Short exercise: Can you print the data exactly and leave out each image?

Some records:
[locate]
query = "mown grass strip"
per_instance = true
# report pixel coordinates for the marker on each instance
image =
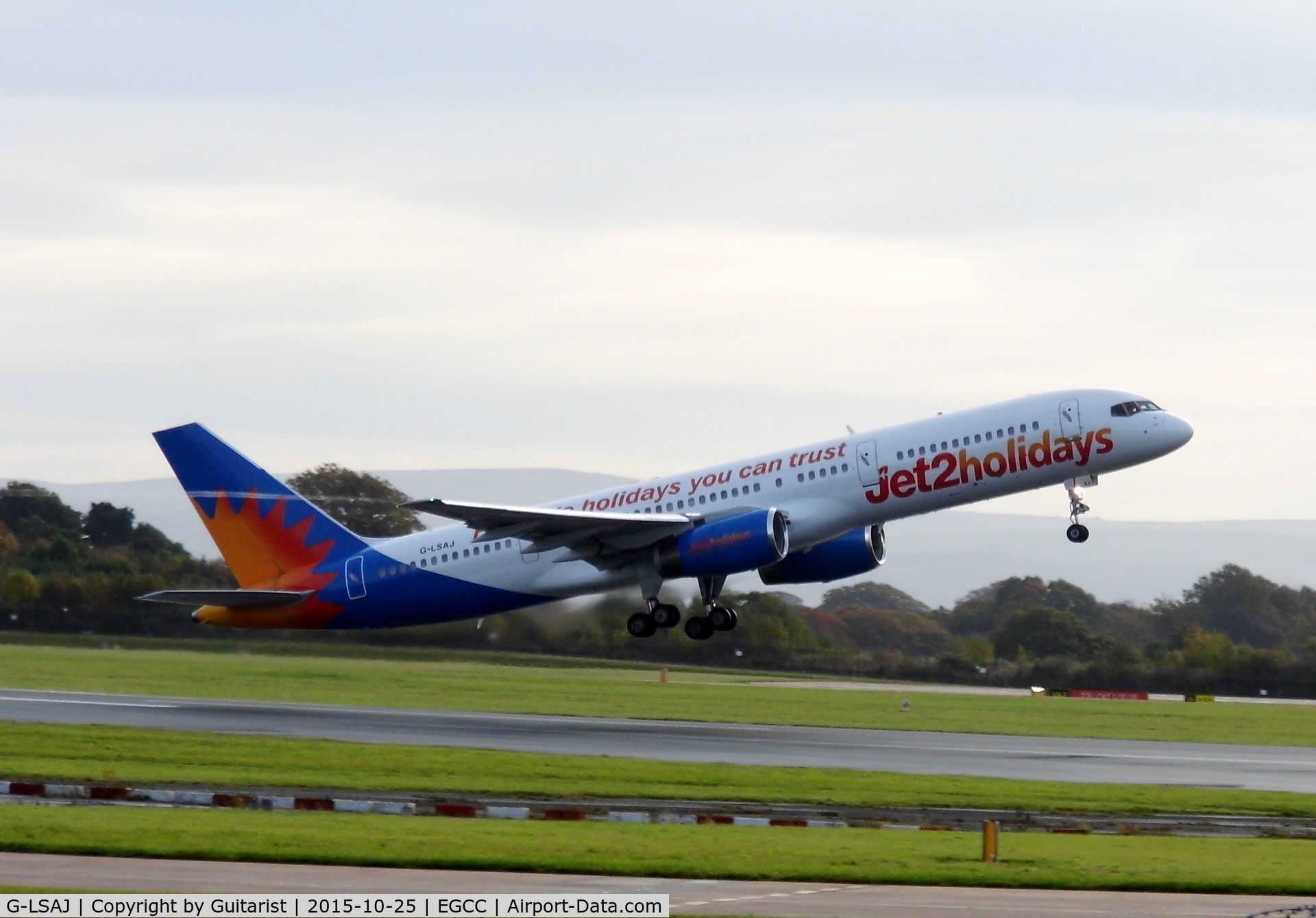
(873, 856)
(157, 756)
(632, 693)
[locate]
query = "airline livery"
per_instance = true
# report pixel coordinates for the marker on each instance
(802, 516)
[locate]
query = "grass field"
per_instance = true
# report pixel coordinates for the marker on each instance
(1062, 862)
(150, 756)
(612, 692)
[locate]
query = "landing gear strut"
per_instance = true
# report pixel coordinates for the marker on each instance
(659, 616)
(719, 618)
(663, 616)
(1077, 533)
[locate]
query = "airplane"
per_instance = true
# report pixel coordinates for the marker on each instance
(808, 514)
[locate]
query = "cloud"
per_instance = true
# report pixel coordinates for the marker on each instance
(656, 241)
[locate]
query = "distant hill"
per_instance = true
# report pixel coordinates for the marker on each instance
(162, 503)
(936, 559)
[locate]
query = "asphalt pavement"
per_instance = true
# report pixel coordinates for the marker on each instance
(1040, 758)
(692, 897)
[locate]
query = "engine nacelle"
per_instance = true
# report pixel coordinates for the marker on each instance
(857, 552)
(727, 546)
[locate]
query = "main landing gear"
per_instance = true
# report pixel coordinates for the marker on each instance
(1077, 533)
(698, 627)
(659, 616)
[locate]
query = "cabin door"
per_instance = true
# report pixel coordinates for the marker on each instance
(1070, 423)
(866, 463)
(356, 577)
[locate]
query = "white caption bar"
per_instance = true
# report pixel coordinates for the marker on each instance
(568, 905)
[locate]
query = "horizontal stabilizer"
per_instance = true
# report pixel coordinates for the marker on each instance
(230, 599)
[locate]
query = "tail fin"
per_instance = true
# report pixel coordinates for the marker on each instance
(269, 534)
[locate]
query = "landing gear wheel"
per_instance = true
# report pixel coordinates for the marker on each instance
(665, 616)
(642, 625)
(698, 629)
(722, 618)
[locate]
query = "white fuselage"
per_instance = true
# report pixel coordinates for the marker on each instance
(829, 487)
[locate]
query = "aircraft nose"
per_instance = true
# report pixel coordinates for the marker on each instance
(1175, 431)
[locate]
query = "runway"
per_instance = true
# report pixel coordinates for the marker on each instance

The completed task:
[locate]
query = "mown grass strip"
per_instance = true
# report pixel coordinates for the marker on each instance
image =
(873, 856)
(157, 756)
(632, 693)
[locate]
query = "airline livery"
per_instance = true
# report pixel coordinates for the marker on each instance
(802, 516)
[locate]
query = "grass field"
per_instance = true
# report pixel coordinates for the marker on each instance
(1062, 862)
(150, 756)
(612, 692)
[locate]
query = "landing gear strut"
per_instance = true
# report pixel coordinates for the marker on each instance
(659, 616)
(719, 618)
(663, 616)
(1077, 533)
[locate]
query = "airplane"
per_instance = true
# report pixel coordinates for the marker on each instance
(808, 514)
[locate]
query = "cloud"
per_instance = true
# report pixel coordinates for the marker on each instance
(656, 241)
[locate]
query = "distant hill"
per_instance = true
# report pixel coordinates for the marker on each instance
(162, 503)
(936, 559)
[locate]
query = "asphalt pavement"
per_instance = true
# report pixel coordinates for the marker on each instance
(1040, 758)
(692, 897)
[locate]
query = "engine nacelle"
per_instance = true
# report pixel coordinates for the marker on each instance
(857, 552)
(727, 546)
[locate]
query = "main landing gear"
per_instance = true
# report pixel coordinates for the marker on each instance
(1077, 533)
(698, 627)
(659, 616)
[locate]
query = "cabin door"
per_instance = true
# report pixel coordinates for the marker on each instance
(1070, 423)
(866, 463)
(356, 577)
[locate]
query = "white caption bar"
per_instance = true
# report pixel coordinates for the marker on each instance
(568, 905)
[locate]
query = "horizontal stabilizer"
per_instance = true
# report pixel coordinates for the marker on each instance
(230, 599)
[locate]
query = "tail fin"
per_instance = true
# report pixel coordinates for the marker on each instance
(269, 534)
[locate]
query = "landing gear wheel"
per_instance = true
# report pixel coordinates for the marker on each instance
(665, 616)
(642, 625)
(698, 629)
(722, 618)
[locate]
query = "white fuselage"
per_instance = true
# report pixel coordinates for the marker on each instance
(829, 487)
[locate]
query = "aircraft nose"
per_instance = true
# report pixel coordinates for the marker on each instance
(1175, 431)
[locate]
query = "runway"
per_instance = true
# report pixel coordinates for the marker on each instance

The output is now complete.